Problems to solve:
#1 In the New Zealand landscape text, what did constable Bert Kelly do every morning during World War II?
#2 Write out the New Zealand landscape text from "This is the" to "for enemy ships.".
#3 Extend the New Zealand landscape text beyond its final sentence.

--- Start Document passage ---

East Otago From Puketapu

East Otago from Puketapu – Buy 

This is the remarkable view from the top of Puketapu in Palmerston. Standing nearly 350 metres high, the summit offers stunning 360 degree views out to sea and inland to the Shag Valley. During World War II, local Palmerston town constable Bert Kelly ran up Puketapu every morning in full uniform to watch for enemy ships.

The Hawkdun Range

The Hawkdun Range– Buy 

The amazing thing about Central Otago is that you can find yourself in some wonderfully isolated areas. On one occasion, having based myself in the Ida Valley, I spent a day driving roads I hadn’t been down before. My rule was simple, where possible I wanted to take turn-offs that would lead me to the unknown. 

Ruby Bay In Nelson

Sunrise in Ruby Bay – Buy 

When I was staying at Mapua in Ruby Bay near Nelson, for some unknown reason I thought it would be a good idea to get up early and see the sunrise. It was one of those quiet, peaceful mornings in which the weather hadn’t quite decided what it was going to do. So, as the dawn broke I couldn’t help but admire how loud, silence can be.

The Hills Of Clyde

The Hills Of Clyde – Buy 

I would like to suggest, and I’m talking from experience, that walking the hills above Clyde on a winter’s morning really is a unique experience. What made it all the more interesting was the fact that it was dark when I set out, there was a hard frost on the road, snow on the surrounding peaks and it was at least minus 4.

--- End Document passage ---
--- Start Recorded information ---

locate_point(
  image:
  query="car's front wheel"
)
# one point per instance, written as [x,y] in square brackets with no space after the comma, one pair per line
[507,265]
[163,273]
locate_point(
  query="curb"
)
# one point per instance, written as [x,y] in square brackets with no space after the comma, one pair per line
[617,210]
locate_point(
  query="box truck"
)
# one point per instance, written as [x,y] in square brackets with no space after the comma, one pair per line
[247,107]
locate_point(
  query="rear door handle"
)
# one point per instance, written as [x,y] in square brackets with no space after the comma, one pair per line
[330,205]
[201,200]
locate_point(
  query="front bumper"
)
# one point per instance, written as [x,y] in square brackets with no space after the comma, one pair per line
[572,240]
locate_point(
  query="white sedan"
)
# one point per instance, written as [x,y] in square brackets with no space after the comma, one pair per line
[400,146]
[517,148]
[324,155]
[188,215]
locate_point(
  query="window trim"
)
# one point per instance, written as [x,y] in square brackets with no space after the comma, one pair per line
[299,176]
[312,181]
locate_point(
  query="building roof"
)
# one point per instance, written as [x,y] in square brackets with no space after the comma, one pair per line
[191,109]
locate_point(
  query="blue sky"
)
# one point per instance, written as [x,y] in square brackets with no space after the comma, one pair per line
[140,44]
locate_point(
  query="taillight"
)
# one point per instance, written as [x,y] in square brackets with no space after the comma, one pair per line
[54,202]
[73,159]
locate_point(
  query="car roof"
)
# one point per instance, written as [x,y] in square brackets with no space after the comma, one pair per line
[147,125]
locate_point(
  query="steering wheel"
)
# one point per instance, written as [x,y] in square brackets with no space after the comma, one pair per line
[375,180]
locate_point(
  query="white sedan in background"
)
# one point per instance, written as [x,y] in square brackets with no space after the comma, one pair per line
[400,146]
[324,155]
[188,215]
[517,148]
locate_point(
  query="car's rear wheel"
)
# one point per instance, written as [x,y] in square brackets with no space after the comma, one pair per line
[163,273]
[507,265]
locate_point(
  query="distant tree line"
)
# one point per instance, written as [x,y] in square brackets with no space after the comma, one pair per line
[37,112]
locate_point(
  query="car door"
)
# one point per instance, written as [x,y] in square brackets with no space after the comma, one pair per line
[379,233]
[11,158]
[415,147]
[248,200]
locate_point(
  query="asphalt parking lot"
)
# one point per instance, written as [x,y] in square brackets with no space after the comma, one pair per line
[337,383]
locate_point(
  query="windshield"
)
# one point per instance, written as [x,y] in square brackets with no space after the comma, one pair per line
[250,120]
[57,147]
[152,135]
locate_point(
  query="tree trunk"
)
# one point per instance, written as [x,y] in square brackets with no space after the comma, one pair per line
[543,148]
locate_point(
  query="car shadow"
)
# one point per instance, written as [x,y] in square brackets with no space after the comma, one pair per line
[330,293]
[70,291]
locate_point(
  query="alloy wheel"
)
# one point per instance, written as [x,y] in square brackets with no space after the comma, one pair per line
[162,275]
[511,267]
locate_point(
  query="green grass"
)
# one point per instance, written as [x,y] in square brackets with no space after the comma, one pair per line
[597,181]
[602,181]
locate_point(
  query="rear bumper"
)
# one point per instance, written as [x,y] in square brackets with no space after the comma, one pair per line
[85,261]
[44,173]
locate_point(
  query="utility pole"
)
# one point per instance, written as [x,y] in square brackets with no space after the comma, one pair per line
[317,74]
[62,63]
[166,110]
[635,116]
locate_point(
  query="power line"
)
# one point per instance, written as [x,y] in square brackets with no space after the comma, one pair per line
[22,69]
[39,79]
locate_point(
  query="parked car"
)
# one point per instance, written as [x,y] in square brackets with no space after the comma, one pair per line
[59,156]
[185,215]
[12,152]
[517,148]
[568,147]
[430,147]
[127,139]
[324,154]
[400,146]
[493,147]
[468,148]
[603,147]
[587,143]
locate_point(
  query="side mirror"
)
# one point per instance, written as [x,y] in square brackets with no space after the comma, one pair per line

--- End Recorded information ---

Written responses:
#1 He ran up Puketapu in full uniform to watch for enemy ships.

#2
This is the remarkable view from the top of Puketapu in Palmerston. Standing nearly 350 metres high, the summit offers stunning 360 degree views out to sea and inland to the Shag Valley. During World War II, local Palmerston town constable Bert Kelly ran up Puketapu every morning in full uniform to watch for enemy ships.

#3
I knew there was a lookout somewhere nearby, a bartender had told me about it the previous night and I had set out in the predawn darkness with lofty ambitions to find it. That morning, when I reached a point that was more ice than road, I left my car parked in a spot where I hoped I would find it again and enjoyed walking the hills on a winter’s morning.

Observation Rock On Stewart Island

Observation Rock on Stewart Island – Buy 

It was late in the day and I had set myself the task of making it up to Observation Rock above the Stewart Island town of Oban before sunset. When I first read the title of Observation Rock, I’d imagined it being the end point of a long, mountain hike in a remote part of the wilderness. Instead, I discovered it was a short 20 minute walk from the town that resulted in magnificent views over Thule and Golden Bay and out to Paterson Inlet. The only issue being the short but steep walk to get there!

Foxton’s Dutch Windmill

De Molen Windmill in Foxton – Buy 

In New Zealand, you don’t get many opportunities to go inside a working Windmill. To be clear, I’m not meaning a wind farm which produces power. I mean the traditional type of Windmill which grounds wheat into flour.

Fortunately, Foxton in the North Island has a Windmill, and a very fine Windmill at that. So, when I just happened to be passing through the small North Island town, I couldn’t turn down the chance to see the De Molen Windmill. Still in complete working order, the De Molen is a full size 17th century replica of a Dutch flour mill. A must do if you’re passing through Foxton.

Dawn At The Beach

Dawn at the beach – Buy 

It was a quarter to 7 in the morning and my head was throbbing. The previous evening I’d decided it would be a good idea to get up early and capture the sunrise at the beach. The idea had been sound in theory, however now in the early morning dawn I was starting to have my doubts. My temples had a pulsating sensation which told me I either had an intense hangover or a head cold was coming on. Since I hadn’t been drinking the night before, I deduced it must be a cold. 

After ten to fifteen minutes of taking photos of the sunrise as the dawn broke, I made the decision to go in search of another coffee, hoping it would help.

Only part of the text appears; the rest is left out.